§ **Exercise details**
Edit every item below by changing "drop a point" to "place a marker" wherever it occurs. Keep everything else the same.

§ **Data supplied**
* start *
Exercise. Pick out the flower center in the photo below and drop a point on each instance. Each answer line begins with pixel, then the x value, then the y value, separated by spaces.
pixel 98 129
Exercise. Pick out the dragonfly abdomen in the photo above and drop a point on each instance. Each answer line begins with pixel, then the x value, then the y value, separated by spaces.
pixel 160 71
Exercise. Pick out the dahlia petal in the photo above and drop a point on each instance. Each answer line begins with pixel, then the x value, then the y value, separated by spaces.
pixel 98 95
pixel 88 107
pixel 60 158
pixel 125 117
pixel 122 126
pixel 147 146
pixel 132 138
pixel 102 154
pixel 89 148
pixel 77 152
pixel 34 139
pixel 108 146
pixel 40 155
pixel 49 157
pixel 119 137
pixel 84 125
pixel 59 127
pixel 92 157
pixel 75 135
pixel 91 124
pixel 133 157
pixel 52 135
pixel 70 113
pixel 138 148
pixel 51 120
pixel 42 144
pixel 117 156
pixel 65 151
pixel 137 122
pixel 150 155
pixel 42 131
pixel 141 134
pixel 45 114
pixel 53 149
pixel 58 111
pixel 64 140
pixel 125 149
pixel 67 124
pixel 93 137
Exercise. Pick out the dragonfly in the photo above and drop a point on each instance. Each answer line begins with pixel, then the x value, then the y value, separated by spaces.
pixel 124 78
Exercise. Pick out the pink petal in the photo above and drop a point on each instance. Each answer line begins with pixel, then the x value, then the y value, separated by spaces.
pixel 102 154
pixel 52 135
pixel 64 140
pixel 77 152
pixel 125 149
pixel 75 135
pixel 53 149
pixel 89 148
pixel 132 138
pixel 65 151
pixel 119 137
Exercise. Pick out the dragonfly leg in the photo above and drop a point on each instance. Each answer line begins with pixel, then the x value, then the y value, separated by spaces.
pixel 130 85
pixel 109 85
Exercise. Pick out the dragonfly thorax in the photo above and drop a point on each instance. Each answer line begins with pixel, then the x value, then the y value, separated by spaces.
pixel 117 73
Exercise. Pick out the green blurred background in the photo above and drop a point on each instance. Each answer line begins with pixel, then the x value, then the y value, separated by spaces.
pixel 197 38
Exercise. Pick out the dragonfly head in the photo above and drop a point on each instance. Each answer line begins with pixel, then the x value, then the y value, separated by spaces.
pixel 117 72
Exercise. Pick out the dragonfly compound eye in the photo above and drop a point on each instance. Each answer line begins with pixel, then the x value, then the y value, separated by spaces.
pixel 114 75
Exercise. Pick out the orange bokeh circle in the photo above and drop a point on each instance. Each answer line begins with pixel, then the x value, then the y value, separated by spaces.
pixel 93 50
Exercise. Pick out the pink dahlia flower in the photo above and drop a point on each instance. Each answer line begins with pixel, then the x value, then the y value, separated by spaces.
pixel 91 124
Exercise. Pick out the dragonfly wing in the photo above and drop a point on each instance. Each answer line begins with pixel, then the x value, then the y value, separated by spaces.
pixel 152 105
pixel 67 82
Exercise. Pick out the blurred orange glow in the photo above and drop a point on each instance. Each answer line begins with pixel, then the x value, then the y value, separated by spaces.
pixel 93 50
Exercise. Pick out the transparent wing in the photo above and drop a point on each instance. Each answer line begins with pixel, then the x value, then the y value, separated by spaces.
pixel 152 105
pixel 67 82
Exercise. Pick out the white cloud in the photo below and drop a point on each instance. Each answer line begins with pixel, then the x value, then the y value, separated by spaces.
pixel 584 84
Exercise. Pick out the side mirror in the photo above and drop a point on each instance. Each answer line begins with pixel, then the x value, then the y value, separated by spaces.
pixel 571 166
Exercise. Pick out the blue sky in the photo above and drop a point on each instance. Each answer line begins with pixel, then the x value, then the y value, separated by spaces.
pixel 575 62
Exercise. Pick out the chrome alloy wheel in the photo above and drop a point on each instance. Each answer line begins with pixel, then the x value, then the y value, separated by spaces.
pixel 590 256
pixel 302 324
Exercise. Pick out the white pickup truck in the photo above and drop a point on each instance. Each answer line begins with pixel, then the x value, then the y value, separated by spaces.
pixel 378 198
* end *
§ **Output**
Exercise. Pick out the flower center in the photo below and place a marker on each instance. Each answer line begins with pixel, then the x value, then the y value, separated by spaces.
pixel 98 129
Exercise. Pick out the dragonfly abdomen in the photo above and place a marker on each instance. Each answer line begins with pixel, then the x value, then the y value, separated by spaces.
pixel 160 71
Exercise. Pick out the dahlia petal in the photo above and place a marker on each instance. Each answer line begins with pixel, then the x value, then the y value, separated by spaces.
pixel 98 95
pixel 88 107
pixel 60 158
pixel 125 117
pixel 122 126
pixel 147 146
pixel 132 138
pixel 102 154
pixel 89 148
pixel 77 152
pixel 34 139
pixel 108 146
pixel 40 155
pixel 49 157
pixel 119 137
pixel 84 125
pixel 59 127
pixel 92 157
pixel 75 135
pixel 91 124
pixel 133 157
pixel 52 135
pixel 70 113
pixel 138 148
pixel 51 120
pixel 42 144
pixel 117 156
pixel 65 151
pixel 137 122
pixel 150 155
pixel 42 131
pixel 141 134
pixel 45 114
pixel 53 149
pixel 58 111
pixel 64 140
pixel 125 149
pixel 67 124
pixel 93 137
Exercise. Pick out the dragonfly in the photo above and place a marker on each instance. Each answer line begins with pixel, then the x value, then the y value, separated by spaces.
pixel 124 78
Exercise. Pick out the pink petal in the photo above and place a marker on each instance. Each answer line begins with pixel, then the x value, then the y value, separated by spaces.
pixel 102 154
pixel 52 135
pixel 64 140
pixel 77 152
pixel 125 149
pixel 75 135
pixel 53 149
pixel 89 148
pixel 132 138
pixel 65 151
pixel 119 137
Exercise. Pick out the dragonfly leg in the photo above and place a marker on each instance. Each answer line begins with pixel, then the x value, then the y value, separated by spaces.
pixel 130 85
pixel 109 85
Exercise. Pick out the dragonfly thorax in the photo above and place a marker on each instance. Each answer line begins with pixel, then the x value, then the y value, separated by spaces.
pixel 117 73
Exercise. Pick out the green blurred background in the photo above and place a marker on each instance. Each answer line begins with pixel, then the x value, then the y value, separated by spaces.
pixel 197 38
Exercise. Pick out the dragonfly head in the photo above and place a marker on each instance. Each answer line begins with pixel, then the x value, then the y value, separated by spaces.
pixel 117 72
Exercise. Pick out the dragonfly compound eye in the photo above and place a marker on each instance. Each answer line begins with pixel, then the x value, then the y value, separated by spaces.
pixel 114 75
Exercise. Pick out the orange bokeh circle in the photo above and place a marker on each instance. Each answer line begins with pixel, then the x value, then the y value, separated by spaces.
pixel 93 50
Exercise. Pick out the pink dahlia flower in the photo above and place a marker on each instance. Each answer line begins with pixel, then the x value, then the y value, separated by spaces.
pixel 91 124
Exercise. Pick out the dragonfly wing in the photo above and place a marker on each instance. Each answer line begins with pixel, then the x value, then the y value, separated by spaces.
pixel 152 105
pixel 67 82
Exercise. Pick out the blurred orange glow in the photo above and place a marker on each instance. Each answer line begins with pixel, then the x value, then the y value, separated by spaces.
pixel 93 50
Exercise. Pick out the transparent wing in the photo above and place a marker on each instance. Each answer line begins with pixel, then the x value, then the y value, separated by spaces.
pixel 152 105
pixel 67 82
Exercise. Pick out the white cloud in the photo below and place a marker on each instance. Each answer line begins with pixel, then the x value, then the y value, separated by spaces.
pixel 584 84
Exercise. Pick out the side mirror in the photo above and place a marker on each instance. Each answer line begins with pixel, then the x value, then the y value, separated by spaces.
pixel 571 166
Exercise. Pick out the blue sky in the photo above and place a marker on each instance. Each answer line begins with pixel, then the x value, then the y value, separated by spaces.
pixel 575 62
Exercise. Pick out the chrome alloy wheel in the photo above and place a marker on each instance. Each answer line begins with pixel, then the x value, then the y value, separated by spaces.
pixel 590 256
pixel 302 324
Exercise. Pick out the white pickup truck in the photo above and place a marker on each instance. Each answer line begins with pixel, then the x value, then the y value, separated by spaces.
pixel 378 198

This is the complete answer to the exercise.